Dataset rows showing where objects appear
--------------------------------------------------

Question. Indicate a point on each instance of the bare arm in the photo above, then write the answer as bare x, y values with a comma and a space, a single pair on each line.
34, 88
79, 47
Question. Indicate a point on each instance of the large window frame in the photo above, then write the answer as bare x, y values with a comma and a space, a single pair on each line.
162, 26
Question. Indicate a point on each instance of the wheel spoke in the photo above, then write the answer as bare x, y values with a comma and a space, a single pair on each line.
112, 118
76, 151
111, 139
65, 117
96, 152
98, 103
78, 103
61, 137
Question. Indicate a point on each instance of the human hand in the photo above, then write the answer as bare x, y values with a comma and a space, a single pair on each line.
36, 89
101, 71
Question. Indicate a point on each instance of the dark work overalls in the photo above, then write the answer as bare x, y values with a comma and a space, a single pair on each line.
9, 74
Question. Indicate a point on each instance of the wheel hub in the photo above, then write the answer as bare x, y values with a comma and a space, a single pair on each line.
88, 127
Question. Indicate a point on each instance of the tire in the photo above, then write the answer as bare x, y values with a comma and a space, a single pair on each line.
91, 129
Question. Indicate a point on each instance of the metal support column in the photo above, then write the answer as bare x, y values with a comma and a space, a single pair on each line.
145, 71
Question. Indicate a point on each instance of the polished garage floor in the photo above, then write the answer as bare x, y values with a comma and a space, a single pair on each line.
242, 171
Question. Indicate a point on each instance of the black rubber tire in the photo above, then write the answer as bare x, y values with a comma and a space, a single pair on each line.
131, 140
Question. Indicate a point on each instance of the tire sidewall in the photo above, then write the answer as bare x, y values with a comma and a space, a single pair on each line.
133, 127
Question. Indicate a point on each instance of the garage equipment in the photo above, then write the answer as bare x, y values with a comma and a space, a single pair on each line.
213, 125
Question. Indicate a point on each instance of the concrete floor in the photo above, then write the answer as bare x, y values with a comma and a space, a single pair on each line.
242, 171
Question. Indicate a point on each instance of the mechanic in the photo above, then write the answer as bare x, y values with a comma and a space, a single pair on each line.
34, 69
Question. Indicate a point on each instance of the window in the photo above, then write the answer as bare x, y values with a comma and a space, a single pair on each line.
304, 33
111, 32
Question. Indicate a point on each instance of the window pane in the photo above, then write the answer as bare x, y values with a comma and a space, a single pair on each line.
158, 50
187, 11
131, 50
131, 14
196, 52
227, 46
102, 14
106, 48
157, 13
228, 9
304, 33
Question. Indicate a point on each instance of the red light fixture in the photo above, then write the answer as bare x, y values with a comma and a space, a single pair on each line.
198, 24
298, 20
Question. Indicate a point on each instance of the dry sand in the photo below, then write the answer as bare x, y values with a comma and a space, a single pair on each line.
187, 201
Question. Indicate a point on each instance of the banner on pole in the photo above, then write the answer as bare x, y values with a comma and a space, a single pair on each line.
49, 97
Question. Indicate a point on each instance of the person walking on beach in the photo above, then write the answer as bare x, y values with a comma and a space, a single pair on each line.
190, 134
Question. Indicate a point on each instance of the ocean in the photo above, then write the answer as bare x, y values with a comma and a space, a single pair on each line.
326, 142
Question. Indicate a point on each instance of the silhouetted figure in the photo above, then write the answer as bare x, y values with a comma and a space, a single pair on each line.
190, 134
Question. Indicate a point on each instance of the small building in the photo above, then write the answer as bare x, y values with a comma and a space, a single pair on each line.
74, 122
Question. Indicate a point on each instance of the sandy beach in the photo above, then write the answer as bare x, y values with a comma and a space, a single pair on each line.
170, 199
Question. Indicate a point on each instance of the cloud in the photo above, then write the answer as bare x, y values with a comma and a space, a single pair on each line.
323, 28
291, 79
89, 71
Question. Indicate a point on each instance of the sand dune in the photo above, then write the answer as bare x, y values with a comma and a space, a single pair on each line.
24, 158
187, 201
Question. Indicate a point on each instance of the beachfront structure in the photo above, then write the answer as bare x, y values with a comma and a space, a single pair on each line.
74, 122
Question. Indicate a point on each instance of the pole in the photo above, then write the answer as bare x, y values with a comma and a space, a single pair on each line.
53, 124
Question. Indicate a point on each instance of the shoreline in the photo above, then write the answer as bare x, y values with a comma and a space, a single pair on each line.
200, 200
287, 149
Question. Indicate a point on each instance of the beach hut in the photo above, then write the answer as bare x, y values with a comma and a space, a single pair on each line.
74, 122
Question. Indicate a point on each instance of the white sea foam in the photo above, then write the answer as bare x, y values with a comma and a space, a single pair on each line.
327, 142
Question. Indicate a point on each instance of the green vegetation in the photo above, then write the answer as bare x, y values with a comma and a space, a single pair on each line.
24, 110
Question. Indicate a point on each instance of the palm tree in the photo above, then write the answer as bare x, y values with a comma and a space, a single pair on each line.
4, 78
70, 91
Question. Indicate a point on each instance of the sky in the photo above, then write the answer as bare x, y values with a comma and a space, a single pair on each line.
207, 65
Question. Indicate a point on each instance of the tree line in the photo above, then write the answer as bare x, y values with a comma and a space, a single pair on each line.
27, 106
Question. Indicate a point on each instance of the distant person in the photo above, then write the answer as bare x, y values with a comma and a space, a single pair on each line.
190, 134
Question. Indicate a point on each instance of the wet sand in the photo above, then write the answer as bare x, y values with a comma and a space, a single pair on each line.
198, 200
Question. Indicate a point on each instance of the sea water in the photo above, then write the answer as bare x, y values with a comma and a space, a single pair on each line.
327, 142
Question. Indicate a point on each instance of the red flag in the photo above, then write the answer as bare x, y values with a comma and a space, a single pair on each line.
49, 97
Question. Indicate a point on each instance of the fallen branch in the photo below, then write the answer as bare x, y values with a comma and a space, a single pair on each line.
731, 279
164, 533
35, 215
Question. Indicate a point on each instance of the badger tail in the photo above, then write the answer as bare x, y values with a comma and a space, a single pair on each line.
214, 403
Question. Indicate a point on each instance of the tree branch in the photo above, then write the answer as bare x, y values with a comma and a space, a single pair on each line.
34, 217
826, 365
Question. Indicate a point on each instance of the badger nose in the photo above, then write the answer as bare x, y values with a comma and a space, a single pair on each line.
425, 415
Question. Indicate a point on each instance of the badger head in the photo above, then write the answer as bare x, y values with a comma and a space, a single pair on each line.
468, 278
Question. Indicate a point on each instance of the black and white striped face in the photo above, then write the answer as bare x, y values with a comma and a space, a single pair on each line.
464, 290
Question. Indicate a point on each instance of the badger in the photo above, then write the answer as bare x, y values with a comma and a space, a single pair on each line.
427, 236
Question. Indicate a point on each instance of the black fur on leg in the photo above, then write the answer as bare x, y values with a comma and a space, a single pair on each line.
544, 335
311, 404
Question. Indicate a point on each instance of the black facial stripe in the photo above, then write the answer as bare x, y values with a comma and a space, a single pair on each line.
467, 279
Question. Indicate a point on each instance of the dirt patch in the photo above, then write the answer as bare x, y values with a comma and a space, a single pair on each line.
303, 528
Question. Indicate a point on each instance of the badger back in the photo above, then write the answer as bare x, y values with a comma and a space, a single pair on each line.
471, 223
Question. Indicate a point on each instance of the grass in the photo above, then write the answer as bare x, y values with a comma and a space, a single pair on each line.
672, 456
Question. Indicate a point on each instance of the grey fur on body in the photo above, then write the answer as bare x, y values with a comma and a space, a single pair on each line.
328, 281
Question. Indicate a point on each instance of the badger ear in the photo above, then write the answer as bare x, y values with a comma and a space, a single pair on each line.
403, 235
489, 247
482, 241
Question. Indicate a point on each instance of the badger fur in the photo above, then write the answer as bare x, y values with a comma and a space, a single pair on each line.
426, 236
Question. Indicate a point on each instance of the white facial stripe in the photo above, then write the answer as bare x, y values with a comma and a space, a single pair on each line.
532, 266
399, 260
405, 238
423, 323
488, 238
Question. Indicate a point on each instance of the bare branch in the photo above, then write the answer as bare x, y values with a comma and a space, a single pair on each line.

--------------------------------------------------

● PROBLEM REQUIREMENTS
Rewrite the records above, swapping "Indicate a point" for "Place a point" wherever it occurs and leaving everything else unchanged.

● ANSWER FOR THE TASK
Question. Place a point on each instance of the bare arm in the photo above, then write the answer as bare x, y values with a comma and a space, a single pair on each line.
34, 88
79, 47
Question. Place a point on each instance of the large window frame in the photo above, then write the answer as bare x, y values with a comma and a space, a single pair on each line.
162, 26
Question. Place a point on each instance of the wheel spoke in the photo above, then write the answer as bare x, y values with a comma and a space, a single pair on each line.
112, 118
76, 151
111, 139
65, 117
96, 152
98, 103
78, 103
61, 137
Question. Place a point on each instance of the human hand in the photo above, then write the answer as bare x, y values with a comma and a space, a single pair on each line.
36, 89
101, 71
Question. Place a point on each instance of the dark work overalls in the photo above, then write the answer as bare x, y values with a comma and a space, a single pair on each line.
9, 74
Question. Place a point on each instance of the wheel hub in the photo above, then write the answer as bare x, y values with a comma and a space, a single pair on each line.
88, 127
Question. Place a point on each instance of the tire in the photo above, then write the answer as bare x, y values with a comma and a space, a single pair on each line.
91, 129
Question. Place a point on each instance of the metal support column in the photo above, then write the answer as bare x, y values with a comma and a space, a single pair on each line.
145, 71
Question. Place a point on each instance of the polished garage floor in the photo above, then write the answer as bare x, y values with a comma and a space, a single pair on each line.
242, 171
Question. Place a point on each instance of the black rubber tire in the photo above, then write the answer as bare x, y values with a comma and a space, a single pair on each line.
131, 140
Question. Place a point on each instance of the tire sidewall in the photo above, then write the answer as bare x, y values with a comma and a space, a single pair on each line.
133, 127
Question. Place a point on each instance of the garage equipment in the photo above, then write the answer as bare x, y values with a comma and a space, a single pair on each line.
213, 125
Question. Place a point on each instance of the concrete floor in the photo above, then write the answer as bare x, y values with a comma and a space, a single pair on each line.
242, 171
Question. Place a point on each instance of the mechanic in the photo above, then write the answer as bare x, y values with a comma and a space, a single pair on each line.
34, 69
Question. Place a point on each instance of the window in the photo above, then write the answer as bare x, y values with a comma and a space, a single pair on each line.
304, 33
111, 32
Question. Place a point on each instance of the window pane in the photo above, then write the answer as bare x, y values with a comma and a space, a single pair on each line.
158, 50
187, 11
131, 50
131, 14
196, 52
227, 46
102, 14
106, 48
157, 13
228, 9
304, 33
Question. Place a point on each instance of the red light fixture in the photo above, then write the answer as bare x, y values with a comma and a space, a single pair on each line.
198, 24
298, 20
Question. Place a point on each instance of the dry sand in the photo below, then write the answer as bare x, y values with a comma and a space, a single pair on each line.
187, 201
Question. Place a point on each instance of the banner on pole in the photo above, then write the answer as bare x, y values with a comma and a space, a single pair on each line.
49, 97
Question. Place a point on each instance of the person walking on beach in the photo above, then write the answer as bare x, y values with a comma and a space, a single pair on each line.
190, 134
Question. Place a point on each instance of the ocean in the photo above, then write the answer as bare x, y values with a comma and a space, a single pair on each line.
326, 142
Question. Place a point on each instance of the silhouetted figure in the photo above, then write the answer as bare x, y values with a comma and a space, a single pair on each line.
190, 134
Question. Place a point on each instance of the small building in the photo above, then write the answer as bare x, y values with a comma and a space, a single pair on each line.
74, 122
Question. Place a point on each instance of the sandy beach in the photo above, then write the answer as bare x, y values with a comma and a space, a single pair on each line.
170, 199
Question. Place a point on each instance of the cloud in the photo above, then write the answer as bare x, y values with a comma and a space, a single pair on each line.
323, 28
291, 79
89, 71
Question. Place a point on each instance of the sand dune in the photo above, then write the answer as bare x, y values with a comma and a space, a single pair on each line.
24, 158
187, 201
Question. Place a point on each instance of the beachfront structure in the photo above, then write the answer as bare x, y values with a comma and a space, a single pair on each line.
74, 122
Question. Place a point on each instance of the pole in the photo above, then write the answer as bare x, y values with a comma and a space, a single pair on each line.
53, 124
Question. Place a point on each instance of the shoreline in the photo above, then write the answer as bare x, y values with a comma and a space, a single pair on each line.
200, 200
287, 149
Question. Place a point on each instance of the beach hut in the photo above, then write the answer as bare x, y values with a comma and a space, a single pair on each line.
74, 122
Question. Place a point on each instance of the white sea foam in the photo above, then write the answer as bare x, y values with a comma and a space, a single pair on each line.
327, 142
Question. Place a point on each instance of the green vegetation in the photo above, then write the answer as bare x, y values with a comma and a space, a single pair on each line.
24, 110
Question. Place a point on each instance of the palm tree in the photo above, then write the answer as bare x, y values with a comma and a space, a single pair on each line.
4, 78
70, 91
Question. Place a point on each instance of the sky in the photo above, then write the answer as bare x, y values with a comma and a space, a single pair on each line.
207, 65
Question. Place a point on each instance of the tree line in the photo above, then write the answer as bare x, y values with a comma and a space, a single pair on each line.
27, 106
Question. Place a point on each instance of the distant person in the photo above, then write the answer as bare x, y values with a comma and a space, a single pair on each line.
190, 134
Question. Place a point on each instance of the wet sand in the photo above, then write the answer as bare x, y values with a comma and a space, a single pair on each line.
198, 200
Question. Place a point on each instance of the sea water in the photo above, then write the answer as bare x, y values with a comma and a space, a single pair on each line.
327, 142
Question. Place a point on each instance of the red flag in the photo above, then write the answer as bare x, y values with a comma and a space, a single pair on each line.
49, 97
Question. Place a point on each instance of the fallen branch in the photo below, then write the answer as bare x, y values with a comma and a space, a single pair on each line.
731, 279
164, 533
35, 215
Question. Place a point on each instance of the badger tail in the photo above, then write the answer as bare x, y values with a comma and a space, a single pair on each line.
214, 403
Question. Place a point on each instance of the tree branch in the photo above, then write the answer as bare x, y values with a comma and a space, a single pair on each line.
34, 217
826, 365
Question. Place a point on each instance of the badger nose in the photo above, then write the answer as bare x, y values with a comma and a space, a single pair on each line.
425, 415
Question. Place a point on each instance of the badger head in the photo above, then write the answer as bare x, y values with a comma and a space, a single pair on each line.
468, 278
Question. Place a point on each instance of the black and white striped face in the photo above, then write the answer as bare x, y values with a comma and a space, a single pair on each line.
464, 290
Question. Place a point on each instance of the badger in the photo above, then write the answer as bare x, y values with a comma and a space, a single pair on each line.
427, 236
Question. Place a point on each instance of the black fur on leg in the photo above, then write the answer as bare x, y values with a comma and a space, a single pair on each line.
544, 335
311, 404
Question. Place a point on each instance of the black facial stripe in the photo above, then write the answer as bare x, y values with a comma and a space, a single pair on each line.
467, 279
Question. Place a point on each instance of the dirt patch in the photo above, then write the answer as bare x, y values with a comma and a space, a single pair on each line.
303, 528
Question. Place a point on each instance of the badger back in the photo above, then write the answer as bare x, y values with a comma and a space, a single pair on each line.
471, 223
Question. Place a point on each instance of the grass in the photo above, then write the answer as bare x, y values with a comma and a space, a single pair on each line.
672, 456
Question. Place a point on each instance of the grey fur on body in the photo above, then write the answer as bare x, y values with a comma and a space, a single pair on each line.
328, 281
Question. Place a point on each instance of the badger ear in the photo above, then write the answer as bare x, y values with a comma and a space, a single pair on each line.
403, 235
489, 247
482, 241
Question. Place a point on each instance of the badger fur in the photo above, then write the answer as bare x, y values with a comma and a space, a single pair on each line.
426, 236
Question. Place a point on each instance of the white facial stripe in the photo above, then write the answer as bare x, y values with a comma and a space, a single pair on each line.
532, 266
399, 260
405, 238
423, 323
488, 238
Question. Place a point on each instance of the bare branch in the photo above, then write the answer as bare x, y values with a comma and a space, a single pair on each line.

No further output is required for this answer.